Rewrite every line of the listing from the line with "person in black" through the end of the listing, both ends included, keeping the requests as they are. In the answers, multiply each point coordinate by 1.35 and round it to a whole number, with halves going up.

* [Data provided]
--- Begin ---

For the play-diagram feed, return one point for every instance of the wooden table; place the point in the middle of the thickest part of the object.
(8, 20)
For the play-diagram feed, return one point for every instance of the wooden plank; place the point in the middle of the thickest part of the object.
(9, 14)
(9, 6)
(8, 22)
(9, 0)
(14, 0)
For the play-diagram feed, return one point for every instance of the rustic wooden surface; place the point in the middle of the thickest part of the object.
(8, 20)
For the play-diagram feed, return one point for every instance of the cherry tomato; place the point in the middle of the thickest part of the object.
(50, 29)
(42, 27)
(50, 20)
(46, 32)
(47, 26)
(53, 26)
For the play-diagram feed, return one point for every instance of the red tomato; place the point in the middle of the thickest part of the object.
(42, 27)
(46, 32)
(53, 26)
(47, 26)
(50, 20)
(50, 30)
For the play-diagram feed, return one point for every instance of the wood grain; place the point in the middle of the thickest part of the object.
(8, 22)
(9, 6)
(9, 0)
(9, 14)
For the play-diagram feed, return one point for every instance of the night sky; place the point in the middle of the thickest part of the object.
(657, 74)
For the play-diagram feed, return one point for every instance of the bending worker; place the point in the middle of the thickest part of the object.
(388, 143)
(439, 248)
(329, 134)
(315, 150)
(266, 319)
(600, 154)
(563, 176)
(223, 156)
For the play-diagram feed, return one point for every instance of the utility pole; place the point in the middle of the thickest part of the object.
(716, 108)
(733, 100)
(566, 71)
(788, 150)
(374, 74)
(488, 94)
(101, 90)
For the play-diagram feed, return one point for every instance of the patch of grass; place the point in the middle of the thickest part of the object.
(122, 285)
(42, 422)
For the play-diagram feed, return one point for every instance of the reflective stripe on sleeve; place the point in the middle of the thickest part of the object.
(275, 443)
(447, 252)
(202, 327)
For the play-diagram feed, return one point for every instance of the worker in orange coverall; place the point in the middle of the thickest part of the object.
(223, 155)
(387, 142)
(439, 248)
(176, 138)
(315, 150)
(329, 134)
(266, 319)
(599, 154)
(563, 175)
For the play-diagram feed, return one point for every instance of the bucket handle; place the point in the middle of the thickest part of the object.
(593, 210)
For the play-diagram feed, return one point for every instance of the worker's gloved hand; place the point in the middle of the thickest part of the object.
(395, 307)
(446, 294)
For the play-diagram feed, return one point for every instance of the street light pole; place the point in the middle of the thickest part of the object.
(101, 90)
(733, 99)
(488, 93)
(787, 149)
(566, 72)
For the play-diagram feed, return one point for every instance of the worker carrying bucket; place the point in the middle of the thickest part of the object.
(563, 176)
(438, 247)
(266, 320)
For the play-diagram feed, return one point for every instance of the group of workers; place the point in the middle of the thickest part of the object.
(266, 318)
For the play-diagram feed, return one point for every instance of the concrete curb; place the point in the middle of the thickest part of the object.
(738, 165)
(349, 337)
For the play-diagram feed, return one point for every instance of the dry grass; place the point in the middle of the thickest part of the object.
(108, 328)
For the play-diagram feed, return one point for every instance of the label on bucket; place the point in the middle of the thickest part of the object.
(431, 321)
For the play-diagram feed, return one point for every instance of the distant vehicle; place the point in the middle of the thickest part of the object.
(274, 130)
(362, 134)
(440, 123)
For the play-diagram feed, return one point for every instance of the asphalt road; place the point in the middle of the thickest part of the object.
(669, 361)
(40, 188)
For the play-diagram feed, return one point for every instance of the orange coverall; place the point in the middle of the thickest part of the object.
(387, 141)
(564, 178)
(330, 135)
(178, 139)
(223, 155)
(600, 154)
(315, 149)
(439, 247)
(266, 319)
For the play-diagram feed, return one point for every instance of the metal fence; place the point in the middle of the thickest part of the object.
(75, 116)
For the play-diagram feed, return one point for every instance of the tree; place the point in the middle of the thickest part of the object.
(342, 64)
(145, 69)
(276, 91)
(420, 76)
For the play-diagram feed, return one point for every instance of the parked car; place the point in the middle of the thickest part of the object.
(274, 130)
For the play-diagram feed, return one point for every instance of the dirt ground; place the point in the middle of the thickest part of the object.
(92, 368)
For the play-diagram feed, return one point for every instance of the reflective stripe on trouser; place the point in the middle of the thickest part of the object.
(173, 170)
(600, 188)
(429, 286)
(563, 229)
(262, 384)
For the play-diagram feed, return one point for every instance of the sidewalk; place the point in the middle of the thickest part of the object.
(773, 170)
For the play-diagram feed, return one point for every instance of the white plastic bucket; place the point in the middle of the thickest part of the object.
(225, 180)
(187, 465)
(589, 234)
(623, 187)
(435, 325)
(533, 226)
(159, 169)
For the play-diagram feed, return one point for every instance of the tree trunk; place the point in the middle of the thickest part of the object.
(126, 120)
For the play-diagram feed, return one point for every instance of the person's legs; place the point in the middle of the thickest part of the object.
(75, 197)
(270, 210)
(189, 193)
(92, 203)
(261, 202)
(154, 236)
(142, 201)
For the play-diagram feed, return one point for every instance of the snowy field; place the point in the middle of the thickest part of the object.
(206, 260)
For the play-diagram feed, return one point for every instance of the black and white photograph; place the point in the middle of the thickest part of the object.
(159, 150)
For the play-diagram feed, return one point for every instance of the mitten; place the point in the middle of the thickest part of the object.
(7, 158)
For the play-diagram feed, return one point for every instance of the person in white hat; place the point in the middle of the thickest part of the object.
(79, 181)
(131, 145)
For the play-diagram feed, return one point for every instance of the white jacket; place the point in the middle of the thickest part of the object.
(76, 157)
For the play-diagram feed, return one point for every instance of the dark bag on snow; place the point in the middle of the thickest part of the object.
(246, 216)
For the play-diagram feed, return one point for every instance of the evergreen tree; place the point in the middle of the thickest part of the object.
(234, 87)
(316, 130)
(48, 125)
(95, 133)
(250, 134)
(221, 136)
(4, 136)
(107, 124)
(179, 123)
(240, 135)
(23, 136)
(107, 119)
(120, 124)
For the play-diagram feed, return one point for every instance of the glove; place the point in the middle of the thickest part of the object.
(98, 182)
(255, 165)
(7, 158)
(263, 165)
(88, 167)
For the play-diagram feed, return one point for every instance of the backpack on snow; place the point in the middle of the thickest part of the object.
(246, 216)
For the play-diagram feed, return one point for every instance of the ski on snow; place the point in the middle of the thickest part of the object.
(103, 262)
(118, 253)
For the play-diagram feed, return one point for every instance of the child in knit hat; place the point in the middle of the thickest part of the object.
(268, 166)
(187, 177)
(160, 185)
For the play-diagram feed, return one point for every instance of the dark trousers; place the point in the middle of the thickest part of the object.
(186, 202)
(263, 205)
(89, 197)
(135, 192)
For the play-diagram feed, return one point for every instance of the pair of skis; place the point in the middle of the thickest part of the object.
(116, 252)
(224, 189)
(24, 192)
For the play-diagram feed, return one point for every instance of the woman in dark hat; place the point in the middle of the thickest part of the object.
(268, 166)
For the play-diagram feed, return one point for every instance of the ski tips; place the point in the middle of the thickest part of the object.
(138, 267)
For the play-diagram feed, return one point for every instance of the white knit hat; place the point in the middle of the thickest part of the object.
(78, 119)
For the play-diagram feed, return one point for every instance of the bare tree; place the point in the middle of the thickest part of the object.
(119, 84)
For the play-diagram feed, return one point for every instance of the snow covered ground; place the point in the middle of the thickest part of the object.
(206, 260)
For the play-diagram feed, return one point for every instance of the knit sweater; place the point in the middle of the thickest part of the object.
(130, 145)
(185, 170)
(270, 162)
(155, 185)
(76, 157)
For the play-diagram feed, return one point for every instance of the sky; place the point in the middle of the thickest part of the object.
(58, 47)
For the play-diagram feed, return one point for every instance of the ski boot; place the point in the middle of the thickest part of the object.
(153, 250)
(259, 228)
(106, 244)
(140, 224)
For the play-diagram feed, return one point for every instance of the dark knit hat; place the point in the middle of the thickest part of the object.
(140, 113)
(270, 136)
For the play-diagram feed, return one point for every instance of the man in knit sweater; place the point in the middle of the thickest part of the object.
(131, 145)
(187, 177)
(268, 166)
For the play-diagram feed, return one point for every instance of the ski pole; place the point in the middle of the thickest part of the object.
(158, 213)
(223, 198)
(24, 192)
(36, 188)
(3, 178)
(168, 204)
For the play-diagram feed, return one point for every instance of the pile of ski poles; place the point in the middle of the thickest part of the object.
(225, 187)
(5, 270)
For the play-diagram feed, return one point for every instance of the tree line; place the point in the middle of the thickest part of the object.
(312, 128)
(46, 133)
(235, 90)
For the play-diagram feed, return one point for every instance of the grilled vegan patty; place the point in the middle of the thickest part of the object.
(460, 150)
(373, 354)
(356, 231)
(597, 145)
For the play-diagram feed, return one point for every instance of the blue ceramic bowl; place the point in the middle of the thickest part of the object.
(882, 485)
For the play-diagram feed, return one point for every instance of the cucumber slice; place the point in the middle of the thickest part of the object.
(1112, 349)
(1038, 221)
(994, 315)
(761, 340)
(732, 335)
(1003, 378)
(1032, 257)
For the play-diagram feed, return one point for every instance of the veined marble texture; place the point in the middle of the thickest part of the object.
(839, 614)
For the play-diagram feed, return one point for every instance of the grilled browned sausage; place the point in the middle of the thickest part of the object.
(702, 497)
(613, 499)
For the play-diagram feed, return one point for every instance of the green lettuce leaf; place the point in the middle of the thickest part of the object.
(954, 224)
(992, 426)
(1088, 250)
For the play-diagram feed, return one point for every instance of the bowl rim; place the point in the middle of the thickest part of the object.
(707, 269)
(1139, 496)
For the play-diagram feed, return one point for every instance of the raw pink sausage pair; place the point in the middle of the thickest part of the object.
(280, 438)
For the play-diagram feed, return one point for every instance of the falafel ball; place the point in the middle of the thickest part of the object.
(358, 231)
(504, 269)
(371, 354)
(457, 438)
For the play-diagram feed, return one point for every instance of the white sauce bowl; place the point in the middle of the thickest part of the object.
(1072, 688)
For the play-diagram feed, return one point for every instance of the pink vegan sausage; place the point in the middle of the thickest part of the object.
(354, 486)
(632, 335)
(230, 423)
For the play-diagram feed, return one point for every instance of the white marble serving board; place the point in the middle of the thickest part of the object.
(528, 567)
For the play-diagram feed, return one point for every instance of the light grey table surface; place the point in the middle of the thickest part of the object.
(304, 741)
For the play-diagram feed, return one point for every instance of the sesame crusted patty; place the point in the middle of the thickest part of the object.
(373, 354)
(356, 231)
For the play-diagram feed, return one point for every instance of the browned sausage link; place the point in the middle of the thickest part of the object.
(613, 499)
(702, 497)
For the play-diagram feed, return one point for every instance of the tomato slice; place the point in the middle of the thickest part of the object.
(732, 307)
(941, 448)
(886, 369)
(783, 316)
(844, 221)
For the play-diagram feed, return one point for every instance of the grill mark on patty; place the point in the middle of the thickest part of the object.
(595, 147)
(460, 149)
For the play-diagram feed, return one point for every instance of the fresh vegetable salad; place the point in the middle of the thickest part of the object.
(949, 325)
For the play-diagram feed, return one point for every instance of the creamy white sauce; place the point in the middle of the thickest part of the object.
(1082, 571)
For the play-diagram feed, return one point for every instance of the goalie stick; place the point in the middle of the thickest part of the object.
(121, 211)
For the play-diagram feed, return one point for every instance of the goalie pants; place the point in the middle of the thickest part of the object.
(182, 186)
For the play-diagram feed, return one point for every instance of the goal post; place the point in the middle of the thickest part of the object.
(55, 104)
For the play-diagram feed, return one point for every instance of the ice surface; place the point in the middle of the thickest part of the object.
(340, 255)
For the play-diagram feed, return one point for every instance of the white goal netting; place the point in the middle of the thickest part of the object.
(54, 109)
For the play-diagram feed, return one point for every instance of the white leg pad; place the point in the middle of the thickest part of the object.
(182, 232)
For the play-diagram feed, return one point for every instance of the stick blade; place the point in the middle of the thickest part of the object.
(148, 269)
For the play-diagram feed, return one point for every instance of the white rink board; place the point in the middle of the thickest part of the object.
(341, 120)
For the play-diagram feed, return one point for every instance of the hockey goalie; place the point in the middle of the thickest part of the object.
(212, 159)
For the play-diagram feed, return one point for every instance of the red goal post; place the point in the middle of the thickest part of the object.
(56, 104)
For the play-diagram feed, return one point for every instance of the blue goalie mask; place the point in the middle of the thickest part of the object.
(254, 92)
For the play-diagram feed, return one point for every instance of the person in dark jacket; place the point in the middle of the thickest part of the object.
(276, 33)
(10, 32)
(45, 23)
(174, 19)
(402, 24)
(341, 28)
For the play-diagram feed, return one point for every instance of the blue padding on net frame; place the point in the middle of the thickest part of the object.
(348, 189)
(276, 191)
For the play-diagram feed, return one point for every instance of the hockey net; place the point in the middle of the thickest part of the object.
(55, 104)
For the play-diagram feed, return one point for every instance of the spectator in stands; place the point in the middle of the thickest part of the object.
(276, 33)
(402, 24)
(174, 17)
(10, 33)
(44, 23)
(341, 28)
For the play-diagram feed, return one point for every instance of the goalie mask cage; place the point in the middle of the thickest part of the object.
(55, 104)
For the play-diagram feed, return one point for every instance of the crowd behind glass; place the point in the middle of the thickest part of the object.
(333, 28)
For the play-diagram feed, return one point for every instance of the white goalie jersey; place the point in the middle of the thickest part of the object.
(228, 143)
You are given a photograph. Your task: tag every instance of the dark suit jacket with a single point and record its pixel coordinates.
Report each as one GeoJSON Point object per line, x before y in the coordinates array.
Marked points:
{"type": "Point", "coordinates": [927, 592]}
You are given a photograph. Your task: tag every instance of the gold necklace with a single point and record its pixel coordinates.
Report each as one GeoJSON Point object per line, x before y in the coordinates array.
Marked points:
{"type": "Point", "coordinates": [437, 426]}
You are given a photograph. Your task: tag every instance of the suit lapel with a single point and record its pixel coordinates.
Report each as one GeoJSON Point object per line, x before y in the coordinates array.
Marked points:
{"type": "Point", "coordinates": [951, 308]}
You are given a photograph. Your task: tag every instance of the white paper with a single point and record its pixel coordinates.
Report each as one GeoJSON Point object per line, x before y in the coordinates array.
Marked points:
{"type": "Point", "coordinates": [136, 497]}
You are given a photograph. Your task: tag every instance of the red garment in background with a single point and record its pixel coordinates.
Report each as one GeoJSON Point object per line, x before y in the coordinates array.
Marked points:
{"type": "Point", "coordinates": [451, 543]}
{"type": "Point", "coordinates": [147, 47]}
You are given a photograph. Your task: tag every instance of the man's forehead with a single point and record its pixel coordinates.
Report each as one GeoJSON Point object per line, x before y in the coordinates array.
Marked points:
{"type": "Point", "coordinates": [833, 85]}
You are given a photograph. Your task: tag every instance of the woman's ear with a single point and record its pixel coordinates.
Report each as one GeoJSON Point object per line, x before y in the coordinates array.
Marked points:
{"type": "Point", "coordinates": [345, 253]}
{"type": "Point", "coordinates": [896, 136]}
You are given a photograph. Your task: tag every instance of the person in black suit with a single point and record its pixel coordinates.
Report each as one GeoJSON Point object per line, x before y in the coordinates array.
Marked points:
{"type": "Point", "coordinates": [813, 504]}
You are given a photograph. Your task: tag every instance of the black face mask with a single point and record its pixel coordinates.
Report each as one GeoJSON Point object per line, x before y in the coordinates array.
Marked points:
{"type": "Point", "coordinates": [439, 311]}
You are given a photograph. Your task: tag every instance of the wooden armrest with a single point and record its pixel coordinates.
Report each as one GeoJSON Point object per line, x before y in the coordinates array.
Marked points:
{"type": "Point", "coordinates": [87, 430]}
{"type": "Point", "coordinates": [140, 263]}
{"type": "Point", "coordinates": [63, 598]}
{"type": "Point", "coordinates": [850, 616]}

--- End ---

* [Correct output]
You are given a photograph. Your task: tag every instance of the person in black suit with a single point and record its pixel coordinates.
Report each as one GeoJSON Point object per line, x before y in the coordinates array.
Marked points:
{"type": "Point", "coordinates": [1098, 680]}
You are given a photograph. Your task: tag every instance of the black face mask with a single point and record its pixel coordinates.
Report each as one GeoJSON Point object per line, x before y in the coordinates array.
Marked points:
{"type": "Point", "coordinates": [593, 420]}
You are given a photograph. Your task: tag every instance of the wooden armrest with a single point and record its pixel coordinates.
Report each as one GeoJSON Point object per line, x before y in the coordinates array.
Marked points:
{"type": "Point", "coordinates": [117, 581]}
{"type": "Point", "coordinates": [189, 355]}
{"type": "Point", "coordinates": [85, 807]}
{"type": "Point", "coordinates": [1148, 832]}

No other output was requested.